Extract every line of the records that contains the string "gray", matching case exactly.
────
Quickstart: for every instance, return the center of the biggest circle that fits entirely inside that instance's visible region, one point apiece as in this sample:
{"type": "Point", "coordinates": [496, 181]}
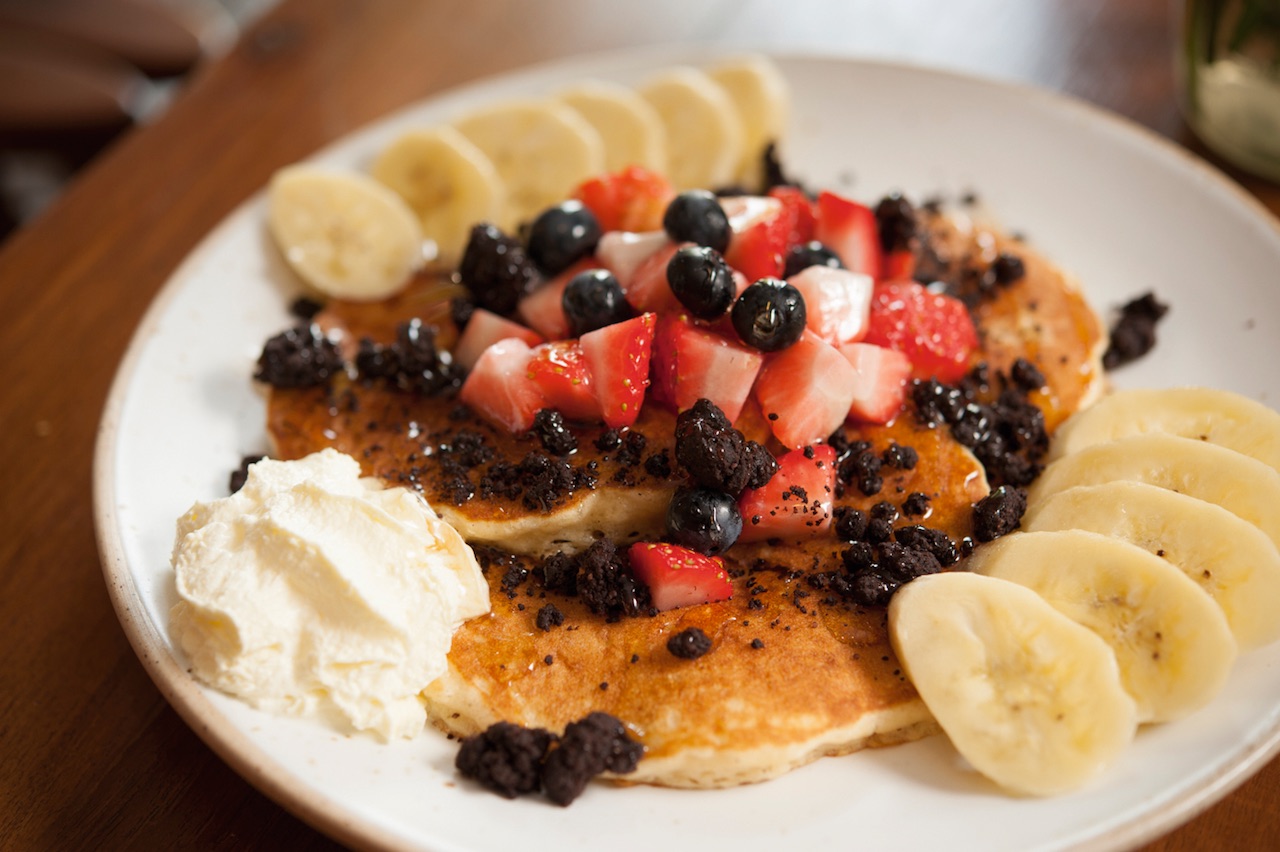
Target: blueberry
{"type": "Point", "coordinates": [594, 299]}
{"type": "Point", "coordinates": [812, 253]}
{"type": "Point", "coordinates": [695, 216]}
{"type": "Point", "coordinates": [703, 520]}
{"type": "Point", "coordinates": [702, 280]}
{"type": "Point", "coordinates": [769, 315]}
{"type": "Point", "coordinates": [561, 236]}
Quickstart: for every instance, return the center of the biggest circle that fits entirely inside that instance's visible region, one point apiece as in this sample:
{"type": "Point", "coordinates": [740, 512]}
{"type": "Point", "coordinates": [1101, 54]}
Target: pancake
{"type": "Point", "coordinates": [795, 672]}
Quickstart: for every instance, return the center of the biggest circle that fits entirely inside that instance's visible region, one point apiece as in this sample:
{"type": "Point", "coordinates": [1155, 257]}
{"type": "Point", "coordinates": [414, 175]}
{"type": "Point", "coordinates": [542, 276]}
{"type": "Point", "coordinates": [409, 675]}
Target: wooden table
{"type": "Point", "coordinates": [92, 756]}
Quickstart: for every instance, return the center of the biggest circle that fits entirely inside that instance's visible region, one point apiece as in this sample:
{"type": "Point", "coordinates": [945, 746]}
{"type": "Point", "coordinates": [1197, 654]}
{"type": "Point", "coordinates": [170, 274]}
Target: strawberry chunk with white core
{"type": "Point", "coordinates": [805, 390]}
{"type": "Point", "coordinates": [622, 252]}
{"type": "Point", "coordinates": [617, 357]}
{"type": "Point", "coordinates": [561, 372]}
{"type": "Point", "coordinates": [499, 389]}
{"type": "Point", "coordinates": [798, 502]}
{"type": "Point", "coordinates": [880, 386]}
{"type": "Point", "coordinates": [836, 302]}
{"type": "Point", "coordinates": [677, 576]}
{"type": "Point", "coordinates": [484, 329]}
{"type": "Point", "coordinates": [691, 362]}
{"type": "Point", "coordinates": [849, 229]}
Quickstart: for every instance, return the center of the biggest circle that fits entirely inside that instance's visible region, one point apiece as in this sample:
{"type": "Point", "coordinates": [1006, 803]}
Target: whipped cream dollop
{"type": "Point", "coordinates": [314, 591]}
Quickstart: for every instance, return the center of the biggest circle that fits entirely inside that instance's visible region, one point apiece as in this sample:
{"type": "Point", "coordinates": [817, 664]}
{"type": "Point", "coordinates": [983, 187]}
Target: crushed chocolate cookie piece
{"type": "Point", "coordinates": [590, 746]}
{"type": "Point", "coordinates": [1134, 333]}
{"type": "Point", "coordinates": [506, 759]}
{"type": "Point", "coordinates": [554, 435]}
{"type": "Point", "coordinates": [241, 473]}
{"type": "Point", "coordinates": [298, 357]}
{"type": "Point", "coordinates": [689, 644]}
{"type": "Point", "coordinates": [999, 513]}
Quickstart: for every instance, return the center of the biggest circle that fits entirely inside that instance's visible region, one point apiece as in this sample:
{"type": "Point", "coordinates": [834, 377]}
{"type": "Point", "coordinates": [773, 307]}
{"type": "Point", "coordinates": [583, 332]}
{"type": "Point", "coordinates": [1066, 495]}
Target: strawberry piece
{"type": "Point", "coordinates": [617, 357]}
{"type": "Point", "coordinates": [880, 389]}
{"type": "Point", "coordinates": [849, 229]}
{"type": "Point", "coordinates": [677, 576]}
{"type": "Point", "coordinates": [632, 198]}
{"type": "Point", "coordinates": [805, 390]}
{"type": "Point", "coordinates": [796, 502]}
{"type": "Point", "coordinates": [935, 331]}
{"type": "Point", "coordinates": [484, 329]}
{"type": "Point", "coordinates": [836, 302]}
{"type": "Point", "coordinates": [498, 388]}
{"type": "Point", "coordinates": [691, 362]}
{"type": "Point", "coordinates": [543, 310]}
{"type": "Point", "coordinates": [561, 372]}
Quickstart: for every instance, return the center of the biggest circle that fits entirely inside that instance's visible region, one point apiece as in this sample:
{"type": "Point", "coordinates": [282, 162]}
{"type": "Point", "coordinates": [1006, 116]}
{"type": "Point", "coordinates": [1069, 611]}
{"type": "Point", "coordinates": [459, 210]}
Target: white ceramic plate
{"type": "Point", "coordinates": [1121, 209]}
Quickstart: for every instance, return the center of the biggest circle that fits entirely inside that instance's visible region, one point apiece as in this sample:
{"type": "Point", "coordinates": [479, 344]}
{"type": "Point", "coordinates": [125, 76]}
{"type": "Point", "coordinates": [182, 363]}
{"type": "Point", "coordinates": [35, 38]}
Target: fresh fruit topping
{"type": "Point", "coordinates": [696, 216]}
{"type": "Point", "coordinates": [805, 392]}
{"type": "Point", "coordinates": [594, 299]}
{"type": "Point", "coordinates": [499, 389]}
{"type": "Point", "coordinates": [1031, 699]}
{"type": "Point", "coordinates": [880, 383]}
{"type": "Point", "coordinates": [561, 372]}
{"type": "Point", "coordinates": [617, 357]}
{"type": "Point", "coordinates": [447, 182]}
{"type": "Point", "coordinates": [632, 200]}
{"type": "Point", "coordinates": [810, 253]}
{"type": "Point", "coordinates": [702, 280]}
{"type": "Point", "coordinates": [796, 502]}
{"type": "Point", "coordinates": [703, 520]}
{"type": "Point", "coordinates": [497, 270]}
{"type": "Point", "coordinates": [483, 330]}
{"type": "Point", "coordinates": [769, 315]}
{"type": "Point", "coordinates": [677, 576]}
{"type": "Point", "coordinates": [850, 230]}
{"type": "Point", "coordinates": [562, 236]}
{"type": "Point", "coordinates": [344, 234]}
{"type": "Point", "coordinates": [931, 329]}
{"type": "Point", "coordinates": [836, 302]}
{"type": "Point", "coordinates": [691, 363]}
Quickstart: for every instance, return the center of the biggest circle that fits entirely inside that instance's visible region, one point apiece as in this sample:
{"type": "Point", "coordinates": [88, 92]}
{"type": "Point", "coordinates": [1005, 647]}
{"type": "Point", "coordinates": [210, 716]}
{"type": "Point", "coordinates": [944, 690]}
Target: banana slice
{"type": "Point", "coordinates": [1230, 559]}
{"type": "Point", "coordinates": [446, 181]}
{"type": "Point", "coordinates": [1215, 416]}
{"type": "Point", "coordinates": [704, 134]}
{"type": "Point", "coordinates": [627, 124]}
{"type": "Point", "coordinates": [763, 102]}
{"type": "Point", "coordinates": [540, 149]}
{"type": "Point", "coordinates": [1170, 639]}
{"type": "Point", "coordinates": [1242, 485]}
{"type": "Point", "coordinates": [346, 234]}
{"type": "Point", "coordinates": [1029, 697]}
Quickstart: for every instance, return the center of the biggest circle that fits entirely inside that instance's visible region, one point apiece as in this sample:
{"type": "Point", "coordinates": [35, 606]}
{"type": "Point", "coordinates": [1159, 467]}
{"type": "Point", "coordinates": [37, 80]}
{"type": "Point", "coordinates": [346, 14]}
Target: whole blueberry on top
{"type": "Point", "coordinates": [769, 315]}
{"type": "Point", "coordinates": [561, 236]}
{"type": "Point", "coordinates": [695, 216]}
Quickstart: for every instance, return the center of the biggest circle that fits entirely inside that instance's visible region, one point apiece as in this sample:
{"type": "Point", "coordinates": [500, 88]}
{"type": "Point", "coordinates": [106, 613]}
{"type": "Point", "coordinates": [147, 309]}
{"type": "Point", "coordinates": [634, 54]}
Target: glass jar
{"type": "Point", "coordinates": [1229, 67]}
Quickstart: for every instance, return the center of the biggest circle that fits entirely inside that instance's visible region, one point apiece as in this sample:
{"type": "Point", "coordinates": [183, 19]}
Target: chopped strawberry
{"type": "Point", "coordinates": [498, 388]}
{"type": "Point", "coordinates": [617, 357]}
{"type": "Point", "coordinates": [691, 362]}
{"type": "Point", "coordinates": [805, 390]}
{"type": "Point", "coordinates": [880, 389]}
{"type": "Point", "coordinates": [484, 329]}
{"type": "Point", "coordinates": [543, 310]}
{"type": "Point", "coordinates": [796, 502]}
{"type": "Point", "coordinates": [632, 198]}
{"type": "Point", "coordinates": [561, 372]}
{"type": "Point", "coordinates": [849, 229]}
{"type": "Point", "coordinates": [836, 302]}
{"type": "Point", "coordinates": [677, 576]}
{"type": "Point", "coordinates": [935, 331]}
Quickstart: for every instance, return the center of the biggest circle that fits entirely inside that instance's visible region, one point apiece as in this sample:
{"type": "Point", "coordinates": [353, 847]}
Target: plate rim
{"type": "Point", "coordinates": [329, 815]}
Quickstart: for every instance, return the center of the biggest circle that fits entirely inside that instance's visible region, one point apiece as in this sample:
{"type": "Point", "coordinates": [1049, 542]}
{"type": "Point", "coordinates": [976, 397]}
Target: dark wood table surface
{"type": "Point", "coordinates": [91, 756]}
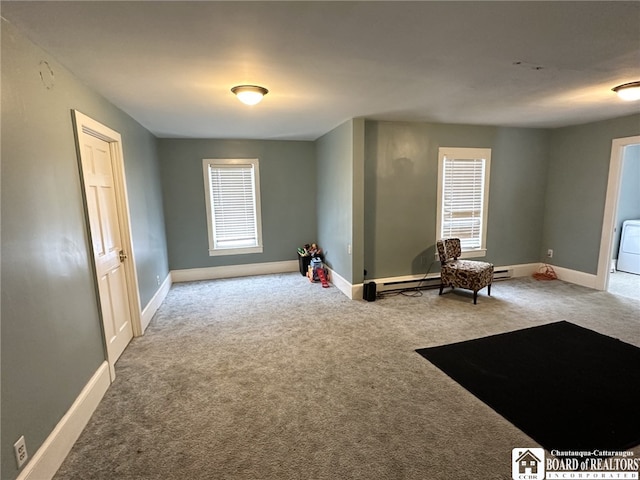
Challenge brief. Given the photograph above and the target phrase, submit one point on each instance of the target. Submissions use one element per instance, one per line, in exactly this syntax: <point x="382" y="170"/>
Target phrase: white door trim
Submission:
<point x="611" y="207"/>
<point x="86" y="125"/>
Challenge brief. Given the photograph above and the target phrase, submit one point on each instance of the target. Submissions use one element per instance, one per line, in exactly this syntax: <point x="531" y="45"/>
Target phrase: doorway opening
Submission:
<point x="622" y="204"/>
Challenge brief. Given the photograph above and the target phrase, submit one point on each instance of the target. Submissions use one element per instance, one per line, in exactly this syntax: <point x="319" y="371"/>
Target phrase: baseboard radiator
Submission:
<point x="431" y="281"/>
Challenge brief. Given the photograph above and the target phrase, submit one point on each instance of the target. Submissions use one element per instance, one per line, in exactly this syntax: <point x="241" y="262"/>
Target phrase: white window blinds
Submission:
<point x="233" y="207"/>
<point x="463" y="196"/>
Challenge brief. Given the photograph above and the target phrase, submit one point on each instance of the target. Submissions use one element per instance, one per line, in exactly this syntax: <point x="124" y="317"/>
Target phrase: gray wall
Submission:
<point x="340" y="155"/>
<point x="576" y="190"/>
<point x="288" y="198"/>
<point x="629" y="195"/>
<point x="51" y="331"/>
<point x="401" y="179"/>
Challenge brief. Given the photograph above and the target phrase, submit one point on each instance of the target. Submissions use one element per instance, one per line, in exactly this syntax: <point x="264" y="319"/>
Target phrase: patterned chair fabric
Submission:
<point x="467" y="274"/>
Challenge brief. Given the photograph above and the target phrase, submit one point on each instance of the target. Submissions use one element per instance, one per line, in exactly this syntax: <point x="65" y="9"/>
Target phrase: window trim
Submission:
<point x="255" y="164"/>
<point x="465" y="153"/>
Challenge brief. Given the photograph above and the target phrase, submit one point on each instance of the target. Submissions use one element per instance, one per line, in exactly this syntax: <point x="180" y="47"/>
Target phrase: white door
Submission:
<point x="108" y="250"/>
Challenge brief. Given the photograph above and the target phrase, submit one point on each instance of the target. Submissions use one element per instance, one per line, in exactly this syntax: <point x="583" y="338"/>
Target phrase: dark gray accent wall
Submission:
<point x="287" y="188"/>
<point x="629" y="195"/>
<point x="340" y="156"/>
<point x="401" y="179"/>
<point x="51" y="331"/>
<point x="576" y="190"/>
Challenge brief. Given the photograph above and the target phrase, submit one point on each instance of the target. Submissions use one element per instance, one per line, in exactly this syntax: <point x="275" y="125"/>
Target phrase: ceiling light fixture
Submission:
<point x="628" y="91"/>
<point x="249" y="94"/>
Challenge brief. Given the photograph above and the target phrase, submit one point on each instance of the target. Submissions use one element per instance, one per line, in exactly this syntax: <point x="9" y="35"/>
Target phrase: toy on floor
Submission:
<point x="317" y="272"/>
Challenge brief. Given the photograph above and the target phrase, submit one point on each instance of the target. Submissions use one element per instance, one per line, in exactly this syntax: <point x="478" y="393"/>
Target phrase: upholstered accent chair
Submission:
<point x="467" y="274"/>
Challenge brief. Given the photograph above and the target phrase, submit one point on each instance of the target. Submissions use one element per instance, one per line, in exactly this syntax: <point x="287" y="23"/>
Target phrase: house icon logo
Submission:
<point x="527" y="463"/>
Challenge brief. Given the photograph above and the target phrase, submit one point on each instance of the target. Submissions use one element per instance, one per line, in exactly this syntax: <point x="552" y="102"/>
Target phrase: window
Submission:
<point x="463" y="194"/>
<point x="232" y="190"/>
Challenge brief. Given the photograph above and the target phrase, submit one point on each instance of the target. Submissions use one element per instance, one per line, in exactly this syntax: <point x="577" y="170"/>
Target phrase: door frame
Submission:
<point x="611" y="207"/>
<point x="83" y="124"/>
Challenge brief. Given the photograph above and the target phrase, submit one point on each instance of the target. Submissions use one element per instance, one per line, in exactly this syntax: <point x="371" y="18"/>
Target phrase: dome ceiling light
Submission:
<point x="628" y="91"/>
<point x="249" y="94"/>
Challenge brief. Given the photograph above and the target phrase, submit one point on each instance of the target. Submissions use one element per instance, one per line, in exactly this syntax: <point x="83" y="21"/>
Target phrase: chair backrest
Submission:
<point x="448" y="249"/>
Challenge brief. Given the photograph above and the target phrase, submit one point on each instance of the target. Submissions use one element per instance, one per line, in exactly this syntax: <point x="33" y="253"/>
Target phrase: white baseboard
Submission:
<point x="521" y="270"/>
<point x="155" y="302"/>
<point x="573" y="276"/>
<point x="49" y="457"/>
<point x="212" y="273"/>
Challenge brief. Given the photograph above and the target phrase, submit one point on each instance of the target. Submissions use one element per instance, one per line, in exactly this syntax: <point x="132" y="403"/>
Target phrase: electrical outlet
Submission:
<point x="20" y="449"/>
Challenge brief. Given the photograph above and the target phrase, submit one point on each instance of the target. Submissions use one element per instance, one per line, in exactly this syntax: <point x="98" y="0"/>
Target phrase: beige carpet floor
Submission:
<point x="272" y="377"/>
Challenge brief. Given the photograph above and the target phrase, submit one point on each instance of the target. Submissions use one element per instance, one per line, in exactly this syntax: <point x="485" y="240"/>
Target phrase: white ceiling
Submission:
<point x="170" y="65"/>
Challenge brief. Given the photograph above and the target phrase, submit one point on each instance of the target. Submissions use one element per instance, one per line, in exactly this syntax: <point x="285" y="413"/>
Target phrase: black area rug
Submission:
<point x="565" y="386"/>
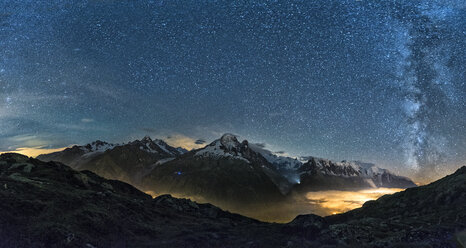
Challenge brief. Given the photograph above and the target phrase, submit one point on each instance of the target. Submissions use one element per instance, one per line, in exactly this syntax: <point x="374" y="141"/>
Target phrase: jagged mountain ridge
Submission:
<point x="225" y="171"/>
<point x="51" y="205"/>
<point x="127" y="162"/>
<point x="322" y="174"/>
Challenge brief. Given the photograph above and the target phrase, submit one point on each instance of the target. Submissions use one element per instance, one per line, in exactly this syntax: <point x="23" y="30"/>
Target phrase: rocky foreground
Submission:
<point x="51" y="205"/>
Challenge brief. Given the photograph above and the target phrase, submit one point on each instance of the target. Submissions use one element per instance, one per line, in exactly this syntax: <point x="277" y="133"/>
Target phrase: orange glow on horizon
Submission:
<point x="336" y="201"/>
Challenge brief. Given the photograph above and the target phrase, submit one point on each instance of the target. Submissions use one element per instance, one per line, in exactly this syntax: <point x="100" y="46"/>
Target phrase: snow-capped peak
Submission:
<point x="98" y="146"/>
<point x="227" y="146"/>
<point x="281" y="162"/>
<point x="229" y="141"/>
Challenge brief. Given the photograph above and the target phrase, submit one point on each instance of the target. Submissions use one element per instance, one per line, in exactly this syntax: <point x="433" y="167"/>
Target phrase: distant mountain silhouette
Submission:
<point x="48" y="204"/>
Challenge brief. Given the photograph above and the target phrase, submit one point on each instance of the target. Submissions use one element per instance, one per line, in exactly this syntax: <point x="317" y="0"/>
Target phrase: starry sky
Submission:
<point x="378" y="81"/>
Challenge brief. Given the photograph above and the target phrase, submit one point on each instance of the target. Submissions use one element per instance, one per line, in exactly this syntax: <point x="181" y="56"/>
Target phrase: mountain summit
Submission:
<point x="48" y="204"/>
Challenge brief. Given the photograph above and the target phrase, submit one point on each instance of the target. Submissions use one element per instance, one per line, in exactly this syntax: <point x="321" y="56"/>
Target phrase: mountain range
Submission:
<point x="231" y="174"/>
<point x="48" y="204"/>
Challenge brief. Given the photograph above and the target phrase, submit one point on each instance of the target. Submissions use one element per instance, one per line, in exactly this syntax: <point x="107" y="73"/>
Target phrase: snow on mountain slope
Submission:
<point x="227" y="146"/>
<point x="281" y="162"/>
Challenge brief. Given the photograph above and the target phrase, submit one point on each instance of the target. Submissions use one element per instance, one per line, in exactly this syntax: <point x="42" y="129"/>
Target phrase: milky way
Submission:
<point x="379" y="81"/>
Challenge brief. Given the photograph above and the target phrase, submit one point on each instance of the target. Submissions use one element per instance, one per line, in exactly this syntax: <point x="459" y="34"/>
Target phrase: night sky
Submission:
<point x="378" y="81"/>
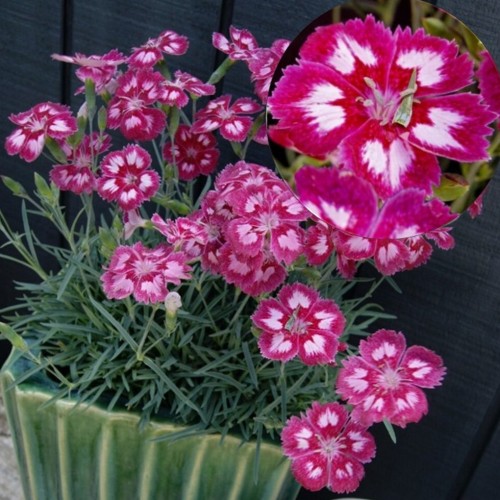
────
* RIGHT ANSWER:
Target phrase: gray wall
Target phrase: dark gray accent wall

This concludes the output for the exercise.